** Begin Supplied data **
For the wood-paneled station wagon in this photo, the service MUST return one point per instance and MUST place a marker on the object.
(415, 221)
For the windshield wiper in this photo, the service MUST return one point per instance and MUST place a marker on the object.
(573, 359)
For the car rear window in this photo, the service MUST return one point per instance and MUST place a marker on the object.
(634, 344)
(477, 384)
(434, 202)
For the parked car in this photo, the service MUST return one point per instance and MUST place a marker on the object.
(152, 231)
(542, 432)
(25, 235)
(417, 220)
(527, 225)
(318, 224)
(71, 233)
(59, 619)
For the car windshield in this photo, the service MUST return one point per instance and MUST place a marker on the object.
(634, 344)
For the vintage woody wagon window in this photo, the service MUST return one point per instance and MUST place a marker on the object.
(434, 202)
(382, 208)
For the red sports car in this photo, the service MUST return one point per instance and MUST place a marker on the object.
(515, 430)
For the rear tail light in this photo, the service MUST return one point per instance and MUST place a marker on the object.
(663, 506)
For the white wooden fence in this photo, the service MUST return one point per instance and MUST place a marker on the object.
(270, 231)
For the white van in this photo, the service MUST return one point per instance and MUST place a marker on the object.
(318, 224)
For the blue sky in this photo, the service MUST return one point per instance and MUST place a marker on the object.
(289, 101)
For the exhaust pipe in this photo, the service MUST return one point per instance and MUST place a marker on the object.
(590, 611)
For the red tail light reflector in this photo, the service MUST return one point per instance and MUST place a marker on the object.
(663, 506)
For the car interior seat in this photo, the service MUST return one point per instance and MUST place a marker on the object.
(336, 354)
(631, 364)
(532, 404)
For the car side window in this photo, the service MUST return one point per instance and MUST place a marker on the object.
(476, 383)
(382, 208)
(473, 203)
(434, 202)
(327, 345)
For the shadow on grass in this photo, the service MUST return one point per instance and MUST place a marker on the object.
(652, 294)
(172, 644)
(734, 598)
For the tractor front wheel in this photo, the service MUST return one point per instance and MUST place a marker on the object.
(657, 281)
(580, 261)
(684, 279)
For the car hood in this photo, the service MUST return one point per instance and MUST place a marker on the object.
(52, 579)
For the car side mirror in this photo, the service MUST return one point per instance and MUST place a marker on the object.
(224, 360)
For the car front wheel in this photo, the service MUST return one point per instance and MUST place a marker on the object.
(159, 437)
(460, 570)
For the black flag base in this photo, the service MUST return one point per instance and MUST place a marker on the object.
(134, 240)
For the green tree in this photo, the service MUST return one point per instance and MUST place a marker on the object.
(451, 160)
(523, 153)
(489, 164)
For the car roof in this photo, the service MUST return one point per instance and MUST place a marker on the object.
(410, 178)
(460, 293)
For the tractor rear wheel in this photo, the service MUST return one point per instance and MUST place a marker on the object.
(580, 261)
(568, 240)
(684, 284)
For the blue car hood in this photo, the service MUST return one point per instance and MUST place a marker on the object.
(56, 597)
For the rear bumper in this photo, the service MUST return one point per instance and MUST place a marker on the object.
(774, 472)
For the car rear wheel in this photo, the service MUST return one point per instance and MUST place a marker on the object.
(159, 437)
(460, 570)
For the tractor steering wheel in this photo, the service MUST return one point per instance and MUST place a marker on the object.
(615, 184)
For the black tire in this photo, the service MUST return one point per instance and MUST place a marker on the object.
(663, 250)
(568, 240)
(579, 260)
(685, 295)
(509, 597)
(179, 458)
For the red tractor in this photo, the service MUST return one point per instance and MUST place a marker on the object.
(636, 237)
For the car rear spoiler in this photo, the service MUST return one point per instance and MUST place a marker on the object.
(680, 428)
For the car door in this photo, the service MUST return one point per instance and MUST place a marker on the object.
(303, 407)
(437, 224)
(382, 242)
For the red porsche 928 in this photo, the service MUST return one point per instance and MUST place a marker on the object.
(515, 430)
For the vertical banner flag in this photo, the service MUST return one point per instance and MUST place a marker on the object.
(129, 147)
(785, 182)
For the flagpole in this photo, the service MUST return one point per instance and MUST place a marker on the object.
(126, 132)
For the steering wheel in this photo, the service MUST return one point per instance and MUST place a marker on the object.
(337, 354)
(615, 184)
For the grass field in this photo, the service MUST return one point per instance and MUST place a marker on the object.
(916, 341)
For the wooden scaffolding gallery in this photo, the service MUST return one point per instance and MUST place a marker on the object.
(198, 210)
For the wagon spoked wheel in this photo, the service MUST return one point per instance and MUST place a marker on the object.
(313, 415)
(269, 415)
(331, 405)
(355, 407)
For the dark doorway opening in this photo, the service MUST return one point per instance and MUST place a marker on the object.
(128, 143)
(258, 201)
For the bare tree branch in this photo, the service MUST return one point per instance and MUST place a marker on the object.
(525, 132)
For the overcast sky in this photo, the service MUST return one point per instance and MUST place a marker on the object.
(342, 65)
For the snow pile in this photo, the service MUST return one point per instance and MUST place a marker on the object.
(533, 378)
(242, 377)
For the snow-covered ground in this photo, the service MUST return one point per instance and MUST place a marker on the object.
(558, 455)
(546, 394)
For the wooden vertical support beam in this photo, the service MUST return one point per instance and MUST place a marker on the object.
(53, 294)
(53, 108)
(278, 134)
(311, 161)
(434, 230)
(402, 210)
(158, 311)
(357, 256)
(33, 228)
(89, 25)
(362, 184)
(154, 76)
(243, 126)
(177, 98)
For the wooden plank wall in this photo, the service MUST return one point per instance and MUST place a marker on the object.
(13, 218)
** End Supplied data **
◆ **Description of the task**: Copy out the rows from the line containing "For the bare" through the last line of the rows, keeping every line unchanged and including both ends.

◆ **Written answer**:
For the bare tree branch in this photo, the service MUST return one point per instance and MUST place a marker on the object.
(525, 132)
For the overcast sky in this photo, the service MUST return one point per instance and MUST place a marker on the object.
(342, 65)
For the snow pile in this photo, the service MUST return one point per instance and MUST place a marker on the object.
(533, 378)
(242, 377)
For the snow-covered ground in this photo, the service MUST return one point per instance and MUST place a marker on the object.
(558, 455)
(546, 394)
For the wooden vertical support beam in this photo, the service MUST return one point per instance and MUST place a marker on the object.
(53, 294)
(53, 108)
(278, 134)
(311, 161)
(434, 230)
(402, 210)
(158, 311)
(357, 256)
(33, 228)
(89, 25)
(362, 184)
(154, 76)
(243, 126)
(177, 98)
For the wooden plank wall in this photo, the service MUST return one point per instance and MUST place a marker on the object.
(13, 218)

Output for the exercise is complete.